In the rows from the line containing "Someone claims the forearm is visible here." through the line containing "[61,0,74,14]", change "black sleeve" to "dark sleeve". Write out only those lines and keep everything else the same.

--- Start of Source data ---

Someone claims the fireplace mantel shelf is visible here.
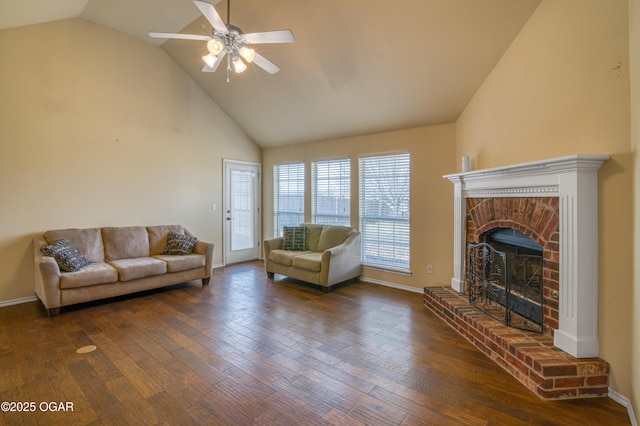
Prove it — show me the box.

--- End of Source data ---
--- Start of Source data ---

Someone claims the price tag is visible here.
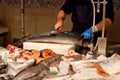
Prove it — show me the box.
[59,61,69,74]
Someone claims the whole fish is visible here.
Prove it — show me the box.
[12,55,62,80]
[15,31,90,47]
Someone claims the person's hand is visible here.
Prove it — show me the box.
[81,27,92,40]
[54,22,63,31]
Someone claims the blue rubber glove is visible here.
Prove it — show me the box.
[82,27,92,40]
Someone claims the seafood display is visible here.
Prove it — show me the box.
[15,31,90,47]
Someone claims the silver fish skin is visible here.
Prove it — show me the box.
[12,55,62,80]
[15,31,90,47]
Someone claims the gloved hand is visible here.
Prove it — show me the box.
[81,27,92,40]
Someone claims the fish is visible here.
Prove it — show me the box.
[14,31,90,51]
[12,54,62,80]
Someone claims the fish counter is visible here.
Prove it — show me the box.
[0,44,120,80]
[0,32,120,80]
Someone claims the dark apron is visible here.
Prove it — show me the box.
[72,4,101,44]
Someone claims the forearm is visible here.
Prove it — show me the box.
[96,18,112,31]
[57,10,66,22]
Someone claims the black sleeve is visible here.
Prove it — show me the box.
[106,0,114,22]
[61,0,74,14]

--- End of Source data ---
--- Start of Source data ---

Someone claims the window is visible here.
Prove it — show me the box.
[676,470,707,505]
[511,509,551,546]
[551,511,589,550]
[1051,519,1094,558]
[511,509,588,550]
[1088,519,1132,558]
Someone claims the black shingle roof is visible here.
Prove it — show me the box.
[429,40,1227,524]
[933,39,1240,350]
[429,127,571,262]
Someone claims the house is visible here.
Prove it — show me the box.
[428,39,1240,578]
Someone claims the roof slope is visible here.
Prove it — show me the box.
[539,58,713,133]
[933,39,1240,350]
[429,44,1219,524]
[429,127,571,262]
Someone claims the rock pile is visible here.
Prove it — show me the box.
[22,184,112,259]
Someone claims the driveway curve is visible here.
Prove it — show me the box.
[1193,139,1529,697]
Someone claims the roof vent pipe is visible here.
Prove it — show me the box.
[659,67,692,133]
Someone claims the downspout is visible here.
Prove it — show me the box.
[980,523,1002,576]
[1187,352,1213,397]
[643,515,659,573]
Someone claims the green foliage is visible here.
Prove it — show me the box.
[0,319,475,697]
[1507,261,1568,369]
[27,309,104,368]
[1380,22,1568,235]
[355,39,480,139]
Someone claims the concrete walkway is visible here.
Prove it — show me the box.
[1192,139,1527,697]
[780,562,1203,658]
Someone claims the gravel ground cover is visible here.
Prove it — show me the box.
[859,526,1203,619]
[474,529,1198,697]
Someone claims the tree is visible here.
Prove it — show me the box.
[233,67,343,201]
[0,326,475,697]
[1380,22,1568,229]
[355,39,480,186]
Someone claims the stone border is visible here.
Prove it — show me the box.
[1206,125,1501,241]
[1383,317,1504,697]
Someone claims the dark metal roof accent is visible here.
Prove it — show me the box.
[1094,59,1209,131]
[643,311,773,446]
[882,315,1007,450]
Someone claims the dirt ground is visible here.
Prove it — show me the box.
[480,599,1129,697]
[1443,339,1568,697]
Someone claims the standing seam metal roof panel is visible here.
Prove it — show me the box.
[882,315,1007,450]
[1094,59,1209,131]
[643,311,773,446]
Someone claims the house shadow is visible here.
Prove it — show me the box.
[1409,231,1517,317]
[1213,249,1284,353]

--- End of Source data ---

• **Response to this exercise**
Someone claims the forearm is visible here.
Prove it — show me the box.
[96,18,112,31]
[57,10,66,22]
Someone claims the dark sleeve is visible here.
Prove it — show me the box.
[106,0,114,22]
[61,0,74,14]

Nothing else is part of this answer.